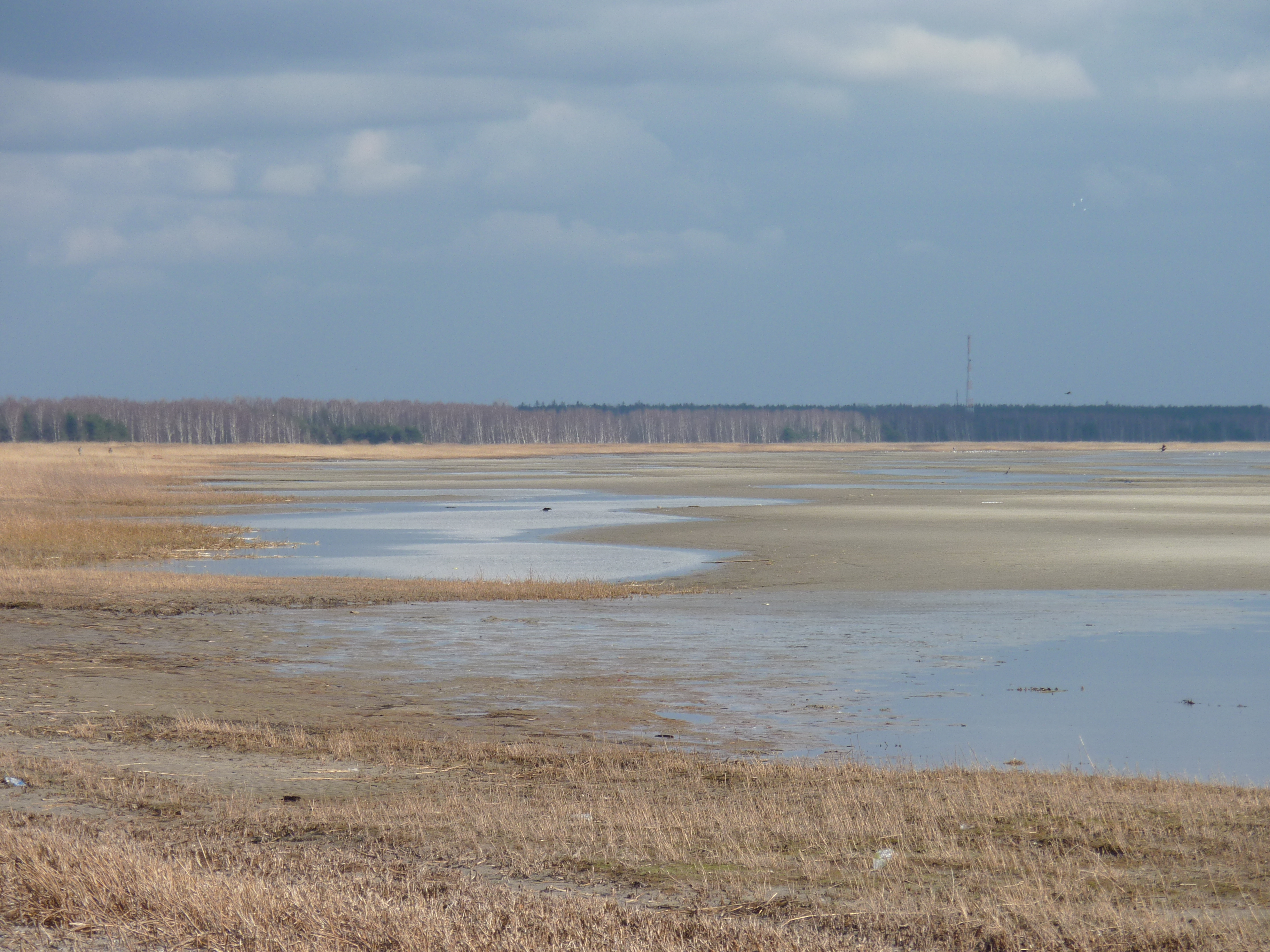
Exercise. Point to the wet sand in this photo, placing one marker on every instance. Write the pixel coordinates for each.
(1140, 519)
(892, 522)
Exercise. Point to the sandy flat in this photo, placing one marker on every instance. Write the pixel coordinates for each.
(1113, 517)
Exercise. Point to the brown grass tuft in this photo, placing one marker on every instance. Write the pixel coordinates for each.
(985, 860)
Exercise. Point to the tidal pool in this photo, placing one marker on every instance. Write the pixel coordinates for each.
(1111, 681)
(465, 533)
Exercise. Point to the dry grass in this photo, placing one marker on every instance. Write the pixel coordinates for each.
(985, 860)
(61, 512)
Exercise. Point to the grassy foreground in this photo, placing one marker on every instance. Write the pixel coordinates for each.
(747, 855)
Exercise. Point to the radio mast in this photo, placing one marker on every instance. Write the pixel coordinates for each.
(970, 399)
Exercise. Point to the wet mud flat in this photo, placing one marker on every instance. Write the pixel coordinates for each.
(870, 519)
(1090, 681)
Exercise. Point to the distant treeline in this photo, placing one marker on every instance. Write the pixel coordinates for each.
(409, 422)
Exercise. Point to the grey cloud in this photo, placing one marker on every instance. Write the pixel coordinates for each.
(1123, 184)
(369, 167)
(982, 65)
(301, 180)
(158, 110)
(1250, 82)
(198, 239)
(523, 235)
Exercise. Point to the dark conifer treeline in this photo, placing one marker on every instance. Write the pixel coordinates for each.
(409, 422)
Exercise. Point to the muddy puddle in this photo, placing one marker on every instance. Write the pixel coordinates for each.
(464, 533)
(1137, 682)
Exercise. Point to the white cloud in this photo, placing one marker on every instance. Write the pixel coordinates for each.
(86, 245)
(530, 235)
(1249, 83)
(986, 65)
(366, 167)
(301, 180)
(818, 100)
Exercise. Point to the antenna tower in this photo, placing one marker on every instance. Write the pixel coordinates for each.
(970, 399)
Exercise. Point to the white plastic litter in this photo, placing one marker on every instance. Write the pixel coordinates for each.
(884, 856)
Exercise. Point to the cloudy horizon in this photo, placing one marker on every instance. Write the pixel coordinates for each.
(724, 201)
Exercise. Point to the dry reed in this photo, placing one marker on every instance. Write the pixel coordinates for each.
(61, 512)
(985, 860)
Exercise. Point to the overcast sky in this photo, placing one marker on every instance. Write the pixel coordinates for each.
(709, 201)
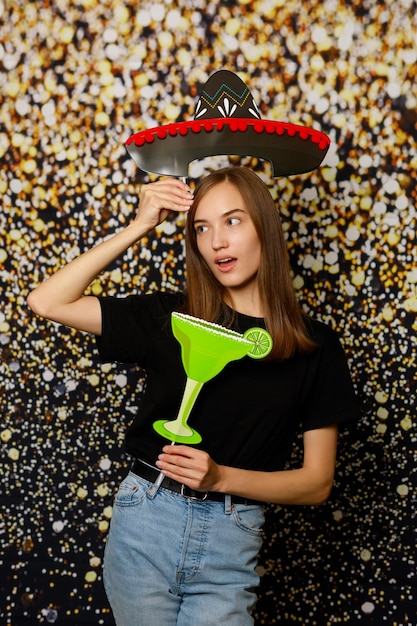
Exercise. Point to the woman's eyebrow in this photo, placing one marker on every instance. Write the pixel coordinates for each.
(225, 214)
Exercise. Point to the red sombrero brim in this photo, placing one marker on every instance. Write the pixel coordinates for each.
(169, 149)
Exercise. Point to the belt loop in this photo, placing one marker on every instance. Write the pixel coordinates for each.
(227, 504)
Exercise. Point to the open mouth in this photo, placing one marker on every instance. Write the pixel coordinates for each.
(225, 261)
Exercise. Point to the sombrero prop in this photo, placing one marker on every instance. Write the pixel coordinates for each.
(227, 122)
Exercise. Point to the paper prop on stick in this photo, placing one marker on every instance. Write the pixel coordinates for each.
(227, 122)
(206, 348)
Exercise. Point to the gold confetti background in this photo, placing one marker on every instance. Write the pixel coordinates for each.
(77, 78)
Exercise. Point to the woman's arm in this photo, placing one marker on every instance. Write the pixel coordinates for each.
(61, 297)
(309, 485)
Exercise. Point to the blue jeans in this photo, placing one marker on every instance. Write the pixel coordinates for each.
(172, 561)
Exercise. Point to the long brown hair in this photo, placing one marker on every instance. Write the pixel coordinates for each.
(205, 296)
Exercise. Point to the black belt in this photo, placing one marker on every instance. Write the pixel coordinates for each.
(151, 474)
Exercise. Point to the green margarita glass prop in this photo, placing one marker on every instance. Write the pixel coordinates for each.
(206, 348)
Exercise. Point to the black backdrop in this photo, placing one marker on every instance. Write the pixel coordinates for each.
(77, 78)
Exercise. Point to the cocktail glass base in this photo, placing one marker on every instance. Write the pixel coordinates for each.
(162, 428)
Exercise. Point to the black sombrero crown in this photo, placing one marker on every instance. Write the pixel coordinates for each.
(227, 122)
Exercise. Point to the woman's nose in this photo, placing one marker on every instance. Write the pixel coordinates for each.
(218, 240)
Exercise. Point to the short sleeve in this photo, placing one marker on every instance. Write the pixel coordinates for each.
(131, 325)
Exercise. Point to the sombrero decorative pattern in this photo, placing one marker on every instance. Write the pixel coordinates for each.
(227, 122)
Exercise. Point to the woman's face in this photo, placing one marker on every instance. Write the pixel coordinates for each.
(228, 242)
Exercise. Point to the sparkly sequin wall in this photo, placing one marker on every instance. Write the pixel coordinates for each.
(77, 78)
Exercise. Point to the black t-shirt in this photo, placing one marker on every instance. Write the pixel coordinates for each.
(250, 413)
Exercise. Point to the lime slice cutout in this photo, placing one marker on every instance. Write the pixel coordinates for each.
(261, 342)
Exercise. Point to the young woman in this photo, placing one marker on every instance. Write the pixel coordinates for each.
(184, 552)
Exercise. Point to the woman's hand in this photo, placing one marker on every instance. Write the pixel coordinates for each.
(159, 198)
(189, 466)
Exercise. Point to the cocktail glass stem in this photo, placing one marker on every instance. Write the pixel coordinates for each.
(179, 425)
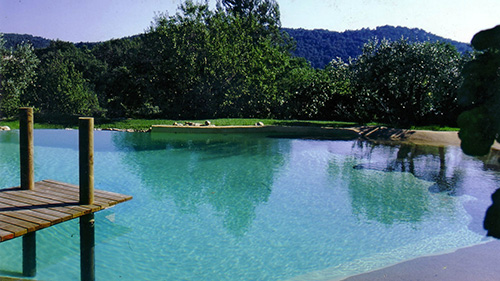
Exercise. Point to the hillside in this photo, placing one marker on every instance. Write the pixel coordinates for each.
(318, 46)
(321, 46)
(13, 39)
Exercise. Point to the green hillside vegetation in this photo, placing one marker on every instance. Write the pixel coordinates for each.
(232, 62)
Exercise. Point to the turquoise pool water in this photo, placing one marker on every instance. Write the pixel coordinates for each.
(254, 208)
..........
TASK
Repeat the data above exactly, but not the pictures.

FULL ANSWER
Exercise. Point to the wet sand in this photo, placing one marker on every instance. Write the pixel coordinates for each.
(1140, 519)
(892, 522)
Exercise. Point to the sandy flat in this photo, placing one marker on every instance. Write the pixel coordinates for each.
(1113, 517)
Exercise. Point to the brown grass tuft in this photo, placing one marker on every instance. Write the pixel coordinates for each.
(985, 860)
Exercise. Point to the tidal pool in this photo, placing one marker on every instance. Write the pixel coordinates for each.
(1111, 681)
(465, 533)
Exercise. Point to the dry grass in this photo, placing one marker on every instance. Write the pixel coordinates for each.
(985, 860)
(61, 512)
Exercise. Point to the grassy foreground in this photo, placing one marker on every instance. Write the pixel coordinates for each.
(747, 855)
Exercise. Point to the radio mast in this photo, placing one marker on every instance. Write the pixel coordinates for each.
(970, 399)
Exercise. Point to the wet mud flat in this photo, placing one marker on every instance. Write the pixel coordinates for each.
(870, 519)
(1090, 681)
Exercise. Point to the distant treeline in this photo, placing one marker on every instance. Write the pixel coordinates for each.
(409, 422)
Exercise. Point to the grey cloud in this photo, placing one marker on every instance. Write the pixel coordinates for each.
(1123, 184)
(369, 167)
(982, 65)
(301, 180)
(158, 110)
(1250, 82)
(198, 239)
(523, 235)
Exercise. Point to the dark conifer treeline in this photo, placing one marker on every instance. Write the pixel coordinates for each.
(409, 422)
Exercise. Point to the muddy puddle in this photo, placing one marker on every instance. Write the pixel coordinates for each.
(464, 533)
(1137, 682)
Exercise. Point to the white cloud in this photo, placing one marker on every instance. Write the pixel coordinates for each.
(86, 245)
(530, 235)
(1249, 83)
(986, 65)
(366, 167)
(301, 180)
(818, 100)
Exercise. Point to the antenna tower in this photo, placing one marker on every instance. Write the pixel coordinates for each.
(970, 399)
Exercise. Point to the white plastic litter in this photo, placing one marker on every instance. Write the pixel coordinates for each.
(884, 856)
Exercise. Point to the cloudy horizon in this photo, placing one marker on every instance. Write the pixel coordinates for each.
(724, 201)
Exercise. Point to the dry reed in this photo, placing one marker on every instance. Write the pixel coordinates for each.
(61, 512)
(985, 860)
Exercise. Point to the overcast sky in this photo, placing one marker on every instance. Write the pixel coordinates for each.
(709, 201)
Exercise. Point to the woman's eyebrow in this photo, placing one marker on every instance. Write the pixel coordinates for each.
(225, 214)
Exercise. Point to the red sombrero brim in this photo, placing one marker on every instance. Write the pixel coordinates for each.
(169, 149)
Exercise. Point to the belt loop in this photo, placing one marker on every instance. Write the pixel coordinates for each.
(227, 504)
Exercise. Point to the open mouth in this photo, placing one marker on every instance. Write the pixel coordinates for each.
(225, 261)
Exercise. Point to the sombrero prop in this photo, placing one marker on every instance. Write the pixel coordinates for each.
(227, 122)
Exercise. Point to the paper prop on stick in this photo, placing one marker on every instance. Write the pixel coordinates for each.
(227, 122)
(206, 348)
Exercise. Point to the gold confetti background in this photo, placing one marker on every instance. Write the pixel coordinates for each.
(77, 78)
Exercise. Point to the woman's arm in this photo, placing one marker on every instance. Write the pixel coordinates for each.
(61, 297)
(309, 485)
Exercise. Point to the blue jeans in this photo, placing one marker on every instance. Write the pixel coordinates for each.
(172, 561)
Exercise. Point to the long brown hair in this photo, placing one marker on every instance. Write the pixel coordinates for each.
(205, 296)
Exercise. Point to the black belt in this photo, placing one marker on every instance. Write the pixel coordinates for each.
(151, 474)
Exercise. Point to the green margarita glass prop in this photo, placing one marker on every instance. Write the pixel coordinates for each.
(206, 348)
Exercise. Point to the black backdrop in this photo, placing one marker on every instance. Write the pixel coordinates for each.
(77, 78)
Exercise. Point to the cocktail glass base in this photo, placing one marker on every instance. Write the pixel coordinates for each.
(162, 428)
Exercise. Point to the black sombrero crown in this photo, placing one marker on every instance. Write the pixel coordinates for each.
(227, 122)
Exercise. Point to the woman's nose in this photo, placing one marker on every instance. Write the pixel coordinates for each.
(218, 240)
Exercise. Point to the short sleeve in this photo, placing one marker on every instance. Write the pixel coordinates for each.
(131, 325)
Exercise. Point to the sombrero decorative pattern in this photo, placing one marker on every instance. Write the pixel coordinates for each.
(227, 122)
Exercise. Point to the woman's face in this photo, placing one marker on every instance. Write the pixel coordinates for each.
(228, 242)
Exercise. Point to the sparkly sequin wall in this photo, placing one marker on every instance. Write the pixel coordinates for each.
(77, 78)
Exercise. Point to the black t-shirt in this photo, placing one marker on every instance. Write the pixel coordinates for each.
(250, 413)
Exercise. Point to the lime slice cutout in this photo, placing one marker on every instance. Write the pixel coordinates for each.
(261, 342)
Exercise. Point to the young woman in this photo, placing one marker on every instance. Write the pixel coordinates for each.
(184, 552)
Exercise. Point to the woman's hand in this photo, placing one marker on every instance. Write the pixel coordinates for each.
(159, 198)
(189, 466)
Exercise. Point to the cocktail glass stem in this photo, placing one marker on every instance. Write the pixel coordinates for each.
(179, 425)
Exercise. Point to the hillside in this photo, placing one marker on every instance. Write the pixel coordinates for each.
(318, 46)
(321, 46)
(13, 39)
Exercise. Point to the green hillside vegetation in this photo, placing one marker on every instance. Write the pixel coordinates for each.
(232, 62)
Exercise. Point to the turquoise pool water in this photo, placing one marker on every instance. Write the pixel coordinates for each.
(254, 208)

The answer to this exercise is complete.